DIRECTIVE 1
Please transcribe the solar power post below in full, word for word.

Friday, May 13, 2011

So you say you want solar? Here's how it could work

Cities and counties in California's San Joaquin Valley want relief from crippling energy bills.

Like the rest of the nation, they’ve been hit hard by a sinking economy and increasing electric rates. At least the tornadoes, flooding and general havoc from winter storms left them alone.

An option looking increasingly bright is solar. But it’s a complex decision and not one that should be made without learning as much as possible.

The San Joaquin Valley Clean Energy Organization has a draft plan to explain solar options to cities, counties and school districts and help them save the most energy and money. The concept is one I've been thinking about for several months.

Of course, it's something on the drawing board. We're a small nonprofit without the ability to launch such ambitious project without funding. Tracking down some money will be my next step.

My thought is the utilities may like the idea since they need to draw a third of their energy from renewable resources by 2020. And solar companies may also like the idea. Perhaps we could put a consortium together and offer discounts for packaged projects.

DIRECTIVE 2
Find each line in the records that contains the word "fabric", and copy those lines.

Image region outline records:

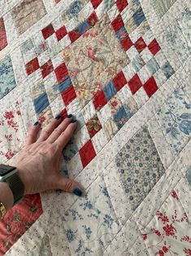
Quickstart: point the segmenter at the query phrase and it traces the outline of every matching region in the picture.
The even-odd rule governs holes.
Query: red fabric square
[[[80,149],[80,156],[81,158],[82,166],[85,168],[95,157],[96,152],[93,146],[91,139]]]
[[[21,202],[9,210],[0,222],[0,255],[5,254],[42,212],[39,194],[25,196]]]
[[[160,46],[158,45],[157,40],[154,38],[148,46],[150,51],[154,55],[155,55],[158,51],[160,51]]]
[[[124,26],[124,21],[121,18],[121,15],[119,15],[112,22],[111,24],[114,28],[114,30],[117,32],[122,27]]]
[[[56,31],[56,38],[58,41],[63,39],[63,37],[67,35],[67,32],[65,26],[63,26]]]
[[[46,27],[45,29],[41,30],[41,33],[45,39],[50,37],[54,32],[55,31],[51,24],[50,24],[47,27]]]
[[[128,6],[128,1],[127,0],[117,0],[116,5],[119,11],[121,12]]]
[[[95,109],[97,109],[97,110],[101,109],[103,106],[106,105],[107,101],[106,101],[106,98],[102,90],[98,91],[95,95],[93,103],[94,104]]]
[[[100,5],[100,3],[101,3],[102,2],[102,0],[91,0],[93,7],[94,9],[96,9],[96,8]]]
[[[132,91],[132,94],[134,95],[142,86],[141,81],[140,80],[137,74],[135,74],[134,77],[128,82],[128,86]]]
[[[63,63],[59,67],[57,67],[54,70],[57,81],[59,82],[63,82],[65,80],[66,76],[68,75],[68,72],[65,63]]]
[[[128,51],[133,45],[129,37],[125,38],[120,42],[124,51]]]
[[[67,116],[67,108],[63,108],[59,114],[62,116],[63,119],[66,118]]]
[[[38,59],[36,57],[26,64],[26,71],[28,76],[40,68]]]
[[[147,95],[149,97],[151,97],[152,95],[154,94],[155,91],[158,89],[157,83],[154,78],[154,77],[151,77],[144,85],[143,88],[145,89]]]
[[[70,86],[62,93],[62,97],[65,106],[67,106],[74,99],[76,98],[73,86]]]
[[[70,37],[71,42],[73,42],[80,37],[80,33],[78,28],[76,28],[76,29],[70,31],[68,33],[68,35]]]
[[[2,18],[0,18],[0,51],[7,46],[7,40],[6,36],[6,29]]]
[[[138,51],[138,52],[141,52],[146,47],[146,44],[142,38],[140,38],[136,42],[135,47]]]
[[[41,69],[42,77],[45,78],[54,70],[52,61],[49,60],[48,62],[46,62],[41,67]]]
[[[115,84],[115,87],[116,88],[117,91],[119,90],[124,85],[127,84],[127,80],[123,71],[120,71],[119,74],[117,74],[114,79],[113,82]]]
[[[93,27],[95,25],[95,24],[98,21],[98,18],[95,13],[95,11],[93,11],[88,18],[88,24],[89,24],[89,26]]]

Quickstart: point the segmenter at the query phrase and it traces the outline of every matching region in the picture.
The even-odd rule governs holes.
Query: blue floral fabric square
[[[165,172],[146,127],[122,148],[115,164],[131,208],[135,210]]]
[[[132,18],[138,27],[145,20],[145,16],[143,13],[142,8],[140,7],[132,15]]]
[[[191,51],[190,19],[191,11],[186,8],[177,20],[169,27],[166,34],[167,42],[171,44],[173,51],[182,63],[186,60]]]
[[[107,100],[110,100],[117,93],[113,82],[110,82],[103,87],[103,91]]]
[[[102,176],[62,219],[72,255],[102,255],[120,228]]]
[[[191,135],[191,102],[184,87],[176,90],[158,109],[157,119],[173,152],[178,154]]]
[[[16,86],[10,55],[0,60],[0,99],[2,99]]]

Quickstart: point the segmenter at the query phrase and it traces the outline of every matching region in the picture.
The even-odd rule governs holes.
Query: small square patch
[[[149,44],[148,47],[154,55],[155,55],[161,49],[155,38]]]
[[[38,59],[36,57],[35,59],[32,60],[26,64],[26,71],[28,76],[32,74],[33,72],[37,70],[40,68]]]
[[[64,63],[57,67],[54,70],[57,81],[59,82],[63,82],[66,80],[67,76],[68,75],[67,67]]]
[[[93,104],[96,110],[101,109],[103,106],[105,106],[107,103],[106,98],[104,95],[104,92],[102,90],[98,91],[93,99]]]
[[[97,115],[87,121],[86,126],[90,138],[93,138],[102,129],[102,125]]]
[[[106,86],[104,86],[103,91],[107,101],[110,100],[117,93],[112,82],[110,82]]]
[[[123,71],[120,71],[119,74],[114,77],[113,83],[117,91],[128,83]]]
[[[128,86],[134,95],[141,86],[142,83],[137,74],[135,74],[133,77],[128,82]]]
[[[49,24],[47,27],[46,27],[45,29],[43,29],[41,30],[41,33],[43,34],[43,37],[45,39],[47,39],[49,37],[50,37],[54,33],[54,29],[52,26],[52,24]]]
[[[80,149],[80,156],[84,168],[95,157],[95,149],[90,139]]]
[[[135,47],[138,51],[138,52],[141,52],[145,47],[146,44],[142,38],[140,38],[135,43]]]
[[[52,61],[50,60],[48,62],[46,62],[46,64],[44,64],[44,65],[41,67],[41,69],[42,77],[45,78],[54,70]]]
[[[65,106],[67,106],[74,99],[76,98],[73,86],[69,86],[62,93],[62,97]]]
[[[144,85],[143,88],[145,89],[147,95],[149,97],[151,97],[152,95],[154,94],[155,91],[158,89],[157,83],[154,78],[154,77],[151,77]]]
[[[0,60],[0,99],[16,86],[11,59],[9,55]]]

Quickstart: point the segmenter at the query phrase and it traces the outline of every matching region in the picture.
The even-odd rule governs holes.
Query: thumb
[[[73,193],[78,196],[81,196],[83,195],[83,190],[79,183],[67,178],[61,177],[59,179],[58,187],[59,189]]]

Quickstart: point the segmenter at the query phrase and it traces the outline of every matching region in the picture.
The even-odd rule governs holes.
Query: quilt
[[[1,255],[191,255],[190,52],[190,0],[0,0],[0,161],[72,113],[86,191],[26,196]]]

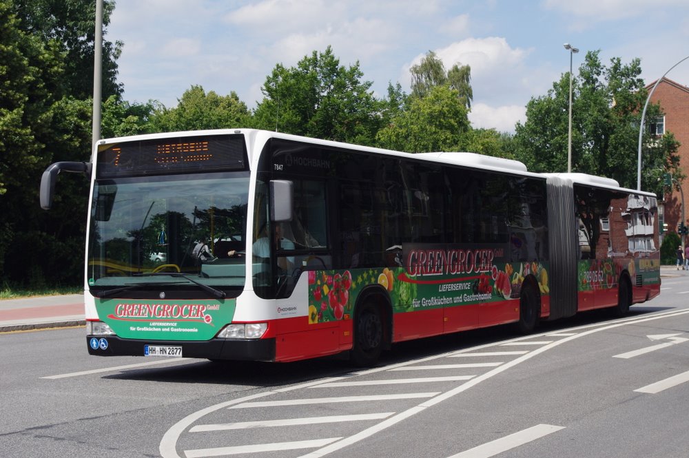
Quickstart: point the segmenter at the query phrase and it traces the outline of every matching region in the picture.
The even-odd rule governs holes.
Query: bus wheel
[[[629,312],[632,304],[632,288],[629,280],[624,277],[619,280],[619,291],[617,293],[617,305],[613,307],[613,314],[616,317],[623,317]]]
[[[522,334],[530,334],[536,328],[541,312],[538,293],[530,283],[525,283],[522,287],[519,309],[517,328]]]
[[[380,310],[373,304],[364,304],[356,314],[354,344],[351,360],[356,366],[374,365],[383,348],[383,322]]]

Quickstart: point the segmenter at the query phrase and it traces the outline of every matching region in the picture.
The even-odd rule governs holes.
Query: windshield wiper
[[[132,289],[138,289],[142,287],[156,287],[160,285],[160,283],[132,283],[121,288],[115,288],[114,289],[101,289],[101,291],[97,291],[94,295],[96,298],[109,298],[111,295],[115,295],[118,293],[124,293],[125,291],[128,291]]]
[[[141,273],[141,274],[134,274],[134,275],[136,276],[138,276],[139,275],[141,275],[141,276],[144,276],[144,275],[145,275],[145,276],[149,276],[149,275],[152,275],[152,276],[163,275],[163,276],[167,276],[167,277],[172,277],[173,278],[184,278],[185,280],[188,280],[188,281],[191,282],[192,283],[194,283],[194,284],[196,284],[196,286],[198,286],[199,288],[200,288],[203,291],[207,291],[208,293],[210,293],[211,294],[212,294],[215,297],[218,298],[218,299],[225,299],[225,297],[227,295],[225,293],[225,291],[221,291],[219,289],[216,289],[215,288],[214,288],[212,287],[209,287],[207,284],[203,284],[200,282],[197,282],[196,280],[194,280],[193,278],[187,276],[184,273],[178,273],[176,272],[156,272],[155,273]]]

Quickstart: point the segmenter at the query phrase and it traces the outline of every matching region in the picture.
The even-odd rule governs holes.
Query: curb
[[[63,320],[43,323],[23,323],[0,326],[0,333],[14,333],[23,331],[39,331],[56,328],[72,328],[86,325],[85,320]]]

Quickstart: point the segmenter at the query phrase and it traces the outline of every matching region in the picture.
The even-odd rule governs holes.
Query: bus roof
[[[176,132],[160,132],[156,134],[144,134],[141,135],[134,135],[125,137],[114,138],[103,138],[96,142],[96,145],[112,143],[117,142],[132,141],[137,140],[147,140],[154,138],[165,138],[171,136],[195,136],[201,135],[222,135],[242,134],[246,135],[249,139],[249,141],[254,141],[257,138],[278,138],[294,141],[302,141],[313,145],[322,145],[324,146],[331,146],[336,147],[354,148],[363,152],[377,153],[389,156],[396,156],[407,158],[410,159],[420,159],[429,162],[435,162],[445,164],[452,164],[462,165],[475,169],[489,169],[495,171],[503,171],[517,174],[519,175],[526,175],[532,177],[542,177],[547,178],[550,176],[557,176],[563,179],[570,180],[574,183],[580,185],[588,185],[598,187],[620,189],[628,191],[630,193],[653,196],[652,192],[637,191],[621,188],[619,183],[612,178],[607,178],[594,175],[588,175],[580,173],[546,173],[539,174],[529,171],[526,165],[519,160],[506,159],[504,158],[497,158],[491,156],[478,154],[477,153],[460,152],[436,152],[431,153],[407,153],[404,152],[393,151],[391,149],[384,149],[373,147],[362,146],[360,145],[352,145],[342,142],[333,141],[330,140],[321,140],[310,137],[303,137],[291,134],[284,134],[282,132],[274,132],[270,131],[258,130],[256,129],[216,129],[207,130],[189,130]],[[251,160],[252,158],[249,158]]]

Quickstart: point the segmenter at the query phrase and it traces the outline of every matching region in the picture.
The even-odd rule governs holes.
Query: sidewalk
[[[0,300],[0,333],[81,326],[85,322],[81,294]]]
[[[689,276],[675,266],[662,266],[661,277]],[[68,294],[0,300],[0,333],[83,326],[83,296]]]

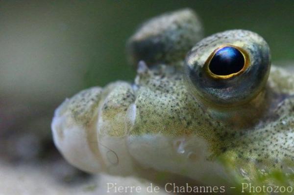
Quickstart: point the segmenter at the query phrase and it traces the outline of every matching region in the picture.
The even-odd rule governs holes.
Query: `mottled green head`
[[[52,129],[65,157],[90,172],[157,181],[289,173],[294,76],[270,70],[269,46],[255,33],[202,34],[190,9],[144,23],[127,45],[134,83],[83,90],[56,109]]]

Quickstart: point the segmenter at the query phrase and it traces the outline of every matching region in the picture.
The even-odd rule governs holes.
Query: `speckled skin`
[[[172,17],[183,12],[191,15],[192,11],[174,12]],[[149,22],[157,20],[163,19]],[[158,34],[157,30],[154,29]],[[254,96],[241,105],[222,107],[195,95],[195,90],[203,92],[187,82],[185,67],[202,67],[228,39],[228,43],[249,50],[252,65],[266,67],[263,79],[241,76],[234,86],[239,93],[243,82],[259,82],[251,88]],[[260,44],[252,47],[257,42]],[[134,83],[119,81],[93,87],[66,100],[52,124],[55,144],[70,162],[84,170],[154,180],[158,180],[156,174],[164,173],[220,185],[234,183],[239,176],[254,181],[260,170],[291,173],[294,76],[274,66],[270,73],[267,47],[255,33],[228,31],[203,40],[192,49],[186,63],[180,60],[181,55],[174,63],[167,60],[169,62],[163,64],[156,58],[147,64],[141,61]]]

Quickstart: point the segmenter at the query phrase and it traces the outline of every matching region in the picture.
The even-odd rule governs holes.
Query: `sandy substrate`
[[[21,165],[11,166],[0,162],[0,195],[150,195],[147,187],[150,182],[131,177],[119,177],[100,175],[76,182],[66,184],[55,178],[44,166]],[[135,192],[115,192],[114,189],[107,192],[107,183],[117,186],[141,186],[140,193]],[[165,195],[160,192],[157,195]]]

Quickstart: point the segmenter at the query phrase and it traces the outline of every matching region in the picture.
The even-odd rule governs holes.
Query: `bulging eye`
[[[266,86],[270,58],[267,43],[256,33],[217,33],[197,43],[187,55],[187,81],[204,101],[224,107],[245,104]]]
[[[228,79],[244,72],[249,59],[246,51],[232,45],[216,49],[205,63],[207,73],[215,78]]]

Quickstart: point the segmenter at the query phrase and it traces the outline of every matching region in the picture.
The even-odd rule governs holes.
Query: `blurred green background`
[[[269,43],[272,61],[294,59],[293,0],[2,1],[0,90],[39,103],[117,79],[131,81],[125,43],[143,21],[194,9],[205,35],[248,29]]]

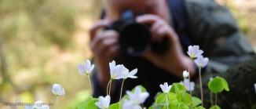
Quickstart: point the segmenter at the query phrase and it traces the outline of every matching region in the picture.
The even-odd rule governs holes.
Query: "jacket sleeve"
[[[255,55],[226,7],[214,0],[186,0],[185,5],[192,40],[210,58],[208,67],[225,71]]]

WORKED SOLUTION 1
Friday, May 13, 2011

So you say you want solar? Here's how it could work

Cities and counties in California's San Joaquin Valley want relief from crippling energy bills.

Like the rest of the nation, they’ve been hit hard by a sinking economy and increasing electric rates. At least the tornadoes, flooding and general havoc from winter storms left them alone.

An option looking increasingly bright is solar. But it’s a complex decision and not one that should be made without learning as much as possible.

The San Joaquin Valley Clean Energy Organization has a draft plan to explain solar options to cities, counties and school districts and help them save the most energy and money. The concept is one I've been thinking about for several months.

Of course, it's something on the drawing board. We're a small nonprofit without the ability to launch such ambitious project without funding. Tracking down some money will be my next step.

My thought is the utilities may like the idea since they need to draw a third of their energy from renewable resources by 2020. And solar companies may also like the idea. Perhaps we could put a consortium together and offer discounts for packaged projects.

WORKED SOLUTION 2
Query: red fabric square
Query: blue floral fabric square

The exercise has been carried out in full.